AIM OF THE TASK
Copy each of the following items word for word.

* begin *

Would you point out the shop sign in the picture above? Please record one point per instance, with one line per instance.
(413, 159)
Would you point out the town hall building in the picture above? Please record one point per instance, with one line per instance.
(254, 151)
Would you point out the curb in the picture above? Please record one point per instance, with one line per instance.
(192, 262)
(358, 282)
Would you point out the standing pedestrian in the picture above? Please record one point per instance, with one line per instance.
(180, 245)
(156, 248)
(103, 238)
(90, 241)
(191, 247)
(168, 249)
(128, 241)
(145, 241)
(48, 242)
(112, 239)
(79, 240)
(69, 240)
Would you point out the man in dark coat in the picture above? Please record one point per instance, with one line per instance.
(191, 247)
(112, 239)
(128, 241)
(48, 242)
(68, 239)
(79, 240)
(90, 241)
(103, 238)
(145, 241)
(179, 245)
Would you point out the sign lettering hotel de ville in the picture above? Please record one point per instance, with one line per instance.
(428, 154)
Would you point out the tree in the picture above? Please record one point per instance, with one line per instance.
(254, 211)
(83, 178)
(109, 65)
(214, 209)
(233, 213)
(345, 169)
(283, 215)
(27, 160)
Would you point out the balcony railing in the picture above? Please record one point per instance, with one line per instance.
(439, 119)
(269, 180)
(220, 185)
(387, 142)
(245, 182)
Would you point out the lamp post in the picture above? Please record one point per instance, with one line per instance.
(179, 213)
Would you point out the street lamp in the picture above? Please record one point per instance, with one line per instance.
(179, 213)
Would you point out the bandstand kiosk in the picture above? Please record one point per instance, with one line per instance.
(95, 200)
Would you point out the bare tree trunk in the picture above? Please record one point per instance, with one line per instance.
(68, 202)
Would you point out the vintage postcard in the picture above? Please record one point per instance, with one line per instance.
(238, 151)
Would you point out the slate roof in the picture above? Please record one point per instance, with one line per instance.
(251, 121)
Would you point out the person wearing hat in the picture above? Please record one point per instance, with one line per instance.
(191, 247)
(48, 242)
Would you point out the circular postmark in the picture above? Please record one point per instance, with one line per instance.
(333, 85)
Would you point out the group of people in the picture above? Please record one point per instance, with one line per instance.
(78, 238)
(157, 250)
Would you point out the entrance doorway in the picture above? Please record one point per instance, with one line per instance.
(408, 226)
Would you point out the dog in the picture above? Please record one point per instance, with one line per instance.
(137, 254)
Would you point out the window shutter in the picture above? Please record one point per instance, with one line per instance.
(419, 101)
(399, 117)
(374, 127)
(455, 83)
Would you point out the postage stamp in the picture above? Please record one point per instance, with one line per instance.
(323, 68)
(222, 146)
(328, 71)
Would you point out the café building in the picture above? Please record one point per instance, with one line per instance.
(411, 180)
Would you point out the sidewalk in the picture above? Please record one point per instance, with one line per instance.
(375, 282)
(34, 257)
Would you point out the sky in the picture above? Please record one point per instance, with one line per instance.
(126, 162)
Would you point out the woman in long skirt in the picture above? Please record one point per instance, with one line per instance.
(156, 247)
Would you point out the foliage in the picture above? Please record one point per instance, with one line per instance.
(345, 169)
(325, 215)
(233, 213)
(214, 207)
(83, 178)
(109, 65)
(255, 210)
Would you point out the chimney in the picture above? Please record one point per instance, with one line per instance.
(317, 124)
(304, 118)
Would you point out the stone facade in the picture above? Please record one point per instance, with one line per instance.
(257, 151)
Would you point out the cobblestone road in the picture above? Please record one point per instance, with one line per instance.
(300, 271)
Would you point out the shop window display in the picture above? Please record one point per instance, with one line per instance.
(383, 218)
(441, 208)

* end *

FULL SOLUTION
Would you point out the shop sign in the picture above? Please record one point per instance, with one line per instance.
(413, 159)
Would you point out the town hall building in the picture above? Please record one point per instance, with one line per instance.
(254, 151)
Would you point out the curb in the picture above? Please record one point per instance, with one line per instance.
(192, 262)
(358, 282)
Would you point out the standing pedestrian in the picture above? Please record one point per instance, with one line per instance.
(180, 245)
(156, 248)
(103, 238)
(90, 241)
(191, 247)
(168, 249)
(128, 241)
(145, 241)
(48, 242)
(112, 239)
(79, 240)
(69, 240)
Would you point out the man in dark coat in the picture above? Please record one point per instance, with one line per instance.
(191, 247)
(112, 239)
(128, 241)
(48, 242)
(68, 239)
(79, 240)
(90, 241)
(103, 238)
(145, 241)
(179, 245)
Would you point out the sign lettering hotel de ville in the picture above? Please record one point per instance, with one line per instance.
(428, 154)
Would you point out the tree in the picture above? Please record one point per instance, with one line per instance.
(254, 211)
(83, 178)
(109, 65)
(214, 209)
(233, 213)
(345, 169)
(283, 215)
(27, 160)
Would you point out the balcony railing in the picture above? Please record one point per instance, with one line per instance.
(439, 119)
(269, 180)
(220, 185)
(387, 142)
(245, 182)
Would you point out the lamp post in the picture above? Please record one point per instance, with one line per instance.
(179, 213)
Would you point out the street lamp in the picture above? Please record one point per instance, with one line per instance.
(179, 213)
Would you point out the bandstand kiosk in the picture above? Please record one point per instance, with one line per instance.
(95, 200)
Would you point out the bare tree trunk in the picture above? Please record one point per instance, with one line per instance.
(68, 202)
Would you point out the vintage postcard in the picture above? Please record one point per instance, with one line per instance.
(238, 151)
Would you point out the slate roof in the picture above? Please record one point per instance, with one line per instance.
(251, 121)
Would you point out the person wearing hat in the picture above? Please record one point per instance, with one line per instance.
(191, 247)
(48, 242)
Would you point out the circular postmark in the picture above? Please record one point per instance, with one line per instance.
(333, 85)
Would you point out the group of people in the picture above? Please record one point per instance, with one line per instance.
(78, 238)
(157, 250)
Would you point out the entrance doorway in the picture above? Please record one point per instance, with one line per instance.
(408, 226)
Would you point out the dog in the picture above? Please record one point per instance, with one line per instance.
(137, 254)
Would you point out the window shutter in the picture above? Please record one point per instance, with one line per instance.
(419, 101)
(399, 117)
(374, 127)
(455, 83)
Would you point out the postage stamp in the picture above? Please record one point per instance, with one line per instance.
(323, 68)
(222, 146)
(328, 71)
Would you point out the café building in the picture above? Please record one point per instance, with one line per instance.
(411, 180)
Would you point out the sidewalk in the picture above? Please record one point per instance, with one line per instance.
(375, 282)
(34, 257)
Would you point out the sky in the picture above? Please record one point per instance, with one line per instance.
(126, 162)
Would you point out the woman in long skirt in the picture above? Please record one point per instance, with one line per instance.
(156, 247)
Would you point out the foliage in the picture above? Please record one point per instance, with one line per instance.
(345, 169)
(325, 215)
(233, 213)
(214, 207)
(83, 178)
(109, 65)
(255, 210)
Would you point out the chimney in the picture above? Please record one point per instance, with one line per instance.
(317, 124)
(304, 118)
Would you point out the stone facade in the picture above? Please record one point per instance, with one line per instance.
(257, 151)
Would you point out the cobblestone road in the picture above? Please record one point per instance, with one line per instance.
(300, 271)
Would you point out the shop window display in the picture above? Please record one point per instance, with one line per instance.
(383, 218)
(441, 208)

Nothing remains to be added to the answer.